How to complete this task: All lines with the word "door" are to be found and copied from the listing.

The records:
= Beginning of Section =

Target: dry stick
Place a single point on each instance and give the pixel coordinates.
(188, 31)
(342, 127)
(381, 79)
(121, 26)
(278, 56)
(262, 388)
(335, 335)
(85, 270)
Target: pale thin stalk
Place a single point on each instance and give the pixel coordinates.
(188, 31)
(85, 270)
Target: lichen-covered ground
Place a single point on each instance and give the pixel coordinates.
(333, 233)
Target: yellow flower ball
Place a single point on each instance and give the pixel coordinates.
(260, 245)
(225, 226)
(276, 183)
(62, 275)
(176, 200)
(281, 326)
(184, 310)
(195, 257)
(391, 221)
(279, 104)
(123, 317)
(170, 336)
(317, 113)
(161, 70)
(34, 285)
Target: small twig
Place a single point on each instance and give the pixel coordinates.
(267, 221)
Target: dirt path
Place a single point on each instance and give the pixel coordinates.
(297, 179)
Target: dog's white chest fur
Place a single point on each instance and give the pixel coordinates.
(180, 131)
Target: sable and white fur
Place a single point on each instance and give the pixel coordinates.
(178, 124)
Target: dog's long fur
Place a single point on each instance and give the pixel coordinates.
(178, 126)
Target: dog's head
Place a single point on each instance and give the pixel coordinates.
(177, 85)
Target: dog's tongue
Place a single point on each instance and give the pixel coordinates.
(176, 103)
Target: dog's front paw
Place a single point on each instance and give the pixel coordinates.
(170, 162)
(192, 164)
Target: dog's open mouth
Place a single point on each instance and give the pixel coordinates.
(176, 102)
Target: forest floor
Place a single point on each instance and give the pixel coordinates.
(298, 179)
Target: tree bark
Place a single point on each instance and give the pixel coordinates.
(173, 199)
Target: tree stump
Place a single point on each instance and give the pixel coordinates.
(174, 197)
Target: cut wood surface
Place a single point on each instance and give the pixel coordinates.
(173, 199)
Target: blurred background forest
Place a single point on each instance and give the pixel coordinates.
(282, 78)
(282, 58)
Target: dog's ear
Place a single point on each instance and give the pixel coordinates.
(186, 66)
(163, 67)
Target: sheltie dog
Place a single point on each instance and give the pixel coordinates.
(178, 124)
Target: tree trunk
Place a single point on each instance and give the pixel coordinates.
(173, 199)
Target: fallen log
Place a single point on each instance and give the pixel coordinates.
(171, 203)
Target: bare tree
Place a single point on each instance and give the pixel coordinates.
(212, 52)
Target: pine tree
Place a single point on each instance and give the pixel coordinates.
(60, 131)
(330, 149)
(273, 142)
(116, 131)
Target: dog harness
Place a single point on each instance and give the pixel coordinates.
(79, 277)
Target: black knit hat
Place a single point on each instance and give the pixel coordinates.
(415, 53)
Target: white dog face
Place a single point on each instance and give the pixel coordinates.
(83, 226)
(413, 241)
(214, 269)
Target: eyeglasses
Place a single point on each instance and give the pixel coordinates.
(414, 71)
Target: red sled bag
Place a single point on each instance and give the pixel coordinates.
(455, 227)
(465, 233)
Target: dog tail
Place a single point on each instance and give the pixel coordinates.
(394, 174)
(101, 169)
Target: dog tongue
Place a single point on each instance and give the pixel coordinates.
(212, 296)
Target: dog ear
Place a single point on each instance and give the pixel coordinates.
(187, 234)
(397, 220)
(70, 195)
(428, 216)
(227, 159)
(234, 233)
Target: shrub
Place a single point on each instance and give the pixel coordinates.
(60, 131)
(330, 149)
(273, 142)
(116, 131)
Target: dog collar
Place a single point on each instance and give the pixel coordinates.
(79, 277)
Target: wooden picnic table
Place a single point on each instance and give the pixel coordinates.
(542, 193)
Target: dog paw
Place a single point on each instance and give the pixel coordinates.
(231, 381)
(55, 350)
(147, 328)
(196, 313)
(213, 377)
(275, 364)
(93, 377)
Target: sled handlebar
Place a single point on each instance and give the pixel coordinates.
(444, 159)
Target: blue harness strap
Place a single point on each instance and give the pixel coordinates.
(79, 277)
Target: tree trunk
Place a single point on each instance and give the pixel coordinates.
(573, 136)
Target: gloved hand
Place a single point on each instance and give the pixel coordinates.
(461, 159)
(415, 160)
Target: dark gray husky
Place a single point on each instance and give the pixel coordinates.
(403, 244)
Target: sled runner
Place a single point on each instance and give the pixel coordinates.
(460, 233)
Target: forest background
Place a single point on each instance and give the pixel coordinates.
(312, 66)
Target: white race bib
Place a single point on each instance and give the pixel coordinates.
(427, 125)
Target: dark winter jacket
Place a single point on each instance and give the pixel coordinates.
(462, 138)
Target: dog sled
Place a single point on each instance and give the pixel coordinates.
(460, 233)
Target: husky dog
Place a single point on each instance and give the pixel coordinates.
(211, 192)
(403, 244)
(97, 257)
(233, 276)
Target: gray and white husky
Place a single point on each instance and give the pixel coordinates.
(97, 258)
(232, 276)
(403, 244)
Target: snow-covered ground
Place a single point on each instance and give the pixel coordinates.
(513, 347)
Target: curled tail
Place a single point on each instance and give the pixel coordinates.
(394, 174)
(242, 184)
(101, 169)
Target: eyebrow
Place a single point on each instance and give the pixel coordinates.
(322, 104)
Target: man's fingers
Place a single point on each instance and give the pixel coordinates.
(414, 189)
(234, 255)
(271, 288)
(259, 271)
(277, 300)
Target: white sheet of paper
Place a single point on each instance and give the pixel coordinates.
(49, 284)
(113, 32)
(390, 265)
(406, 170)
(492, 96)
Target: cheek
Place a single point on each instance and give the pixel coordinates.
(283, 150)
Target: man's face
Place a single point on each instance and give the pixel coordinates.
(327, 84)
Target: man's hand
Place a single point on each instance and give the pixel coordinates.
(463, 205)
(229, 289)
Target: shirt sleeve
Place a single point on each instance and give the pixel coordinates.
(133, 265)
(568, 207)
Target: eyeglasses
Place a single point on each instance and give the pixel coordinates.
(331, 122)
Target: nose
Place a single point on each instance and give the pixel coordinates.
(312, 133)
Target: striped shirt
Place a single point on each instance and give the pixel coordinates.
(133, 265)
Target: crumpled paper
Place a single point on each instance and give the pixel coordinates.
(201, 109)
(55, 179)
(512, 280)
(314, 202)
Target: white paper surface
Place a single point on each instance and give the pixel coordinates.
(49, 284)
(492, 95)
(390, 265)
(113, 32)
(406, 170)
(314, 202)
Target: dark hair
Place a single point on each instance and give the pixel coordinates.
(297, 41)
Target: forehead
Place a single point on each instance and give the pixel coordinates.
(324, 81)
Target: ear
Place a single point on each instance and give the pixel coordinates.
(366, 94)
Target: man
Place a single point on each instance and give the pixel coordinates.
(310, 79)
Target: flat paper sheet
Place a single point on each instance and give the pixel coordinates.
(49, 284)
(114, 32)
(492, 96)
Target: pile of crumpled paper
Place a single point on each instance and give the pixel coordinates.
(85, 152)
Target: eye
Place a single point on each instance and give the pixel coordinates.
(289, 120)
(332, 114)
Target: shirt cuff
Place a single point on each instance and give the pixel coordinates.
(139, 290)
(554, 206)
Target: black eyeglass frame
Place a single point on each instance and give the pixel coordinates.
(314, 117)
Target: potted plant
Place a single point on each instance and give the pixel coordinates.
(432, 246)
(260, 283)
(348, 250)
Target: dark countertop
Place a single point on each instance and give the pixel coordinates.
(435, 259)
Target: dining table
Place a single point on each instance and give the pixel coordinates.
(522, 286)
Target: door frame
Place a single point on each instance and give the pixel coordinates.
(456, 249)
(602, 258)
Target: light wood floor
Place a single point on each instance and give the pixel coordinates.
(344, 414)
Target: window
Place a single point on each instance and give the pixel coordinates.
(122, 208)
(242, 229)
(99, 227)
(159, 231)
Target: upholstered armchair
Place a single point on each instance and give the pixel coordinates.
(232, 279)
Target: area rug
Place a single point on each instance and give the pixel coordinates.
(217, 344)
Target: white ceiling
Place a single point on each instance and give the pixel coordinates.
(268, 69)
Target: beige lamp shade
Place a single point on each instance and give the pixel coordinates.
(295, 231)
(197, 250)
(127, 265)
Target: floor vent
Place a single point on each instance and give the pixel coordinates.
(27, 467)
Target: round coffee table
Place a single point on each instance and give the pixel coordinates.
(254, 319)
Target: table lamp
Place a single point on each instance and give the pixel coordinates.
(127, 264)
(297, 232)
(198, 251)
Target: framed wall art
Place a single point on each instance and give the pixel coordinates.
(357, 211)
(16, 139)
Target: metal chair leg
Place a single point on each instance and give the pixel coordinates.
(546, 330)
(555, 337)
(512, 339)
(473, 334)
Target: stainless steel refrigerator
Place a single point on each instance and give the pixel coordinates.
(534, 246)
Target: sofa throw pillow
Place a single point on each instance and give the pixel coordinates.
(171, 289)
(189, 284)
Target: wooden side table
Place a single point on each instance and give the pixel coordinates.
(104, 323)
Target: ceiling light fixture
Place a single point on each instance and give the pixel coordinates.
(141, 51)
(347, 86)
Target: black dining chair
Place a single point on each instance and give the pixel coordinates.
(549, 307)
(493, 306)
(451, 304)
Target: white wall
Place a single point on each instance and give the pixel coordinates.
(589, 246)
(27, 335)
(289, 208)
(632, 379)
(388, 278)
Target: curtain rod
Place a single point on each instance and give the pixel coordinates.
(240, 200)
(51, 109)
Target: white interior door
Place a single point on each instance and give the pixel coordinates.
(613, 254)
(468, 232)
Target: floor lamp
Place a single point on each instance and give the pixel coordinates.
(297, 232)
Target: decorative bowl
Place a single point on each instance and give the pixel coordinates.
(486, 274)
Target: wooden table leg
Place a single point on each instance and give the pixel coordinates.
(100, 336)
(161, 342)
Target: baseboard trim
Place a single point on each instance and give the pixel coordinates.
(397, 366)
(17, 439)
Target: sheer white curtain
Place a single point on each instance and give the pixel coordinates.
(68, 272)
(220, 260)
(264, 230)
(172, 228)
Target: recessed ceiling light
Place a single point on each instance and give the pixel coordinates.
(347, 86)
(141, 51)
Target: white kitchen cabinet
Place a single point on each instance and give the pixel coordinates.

= End of Section =

Task solution:
Target: door frame
Target: white interior door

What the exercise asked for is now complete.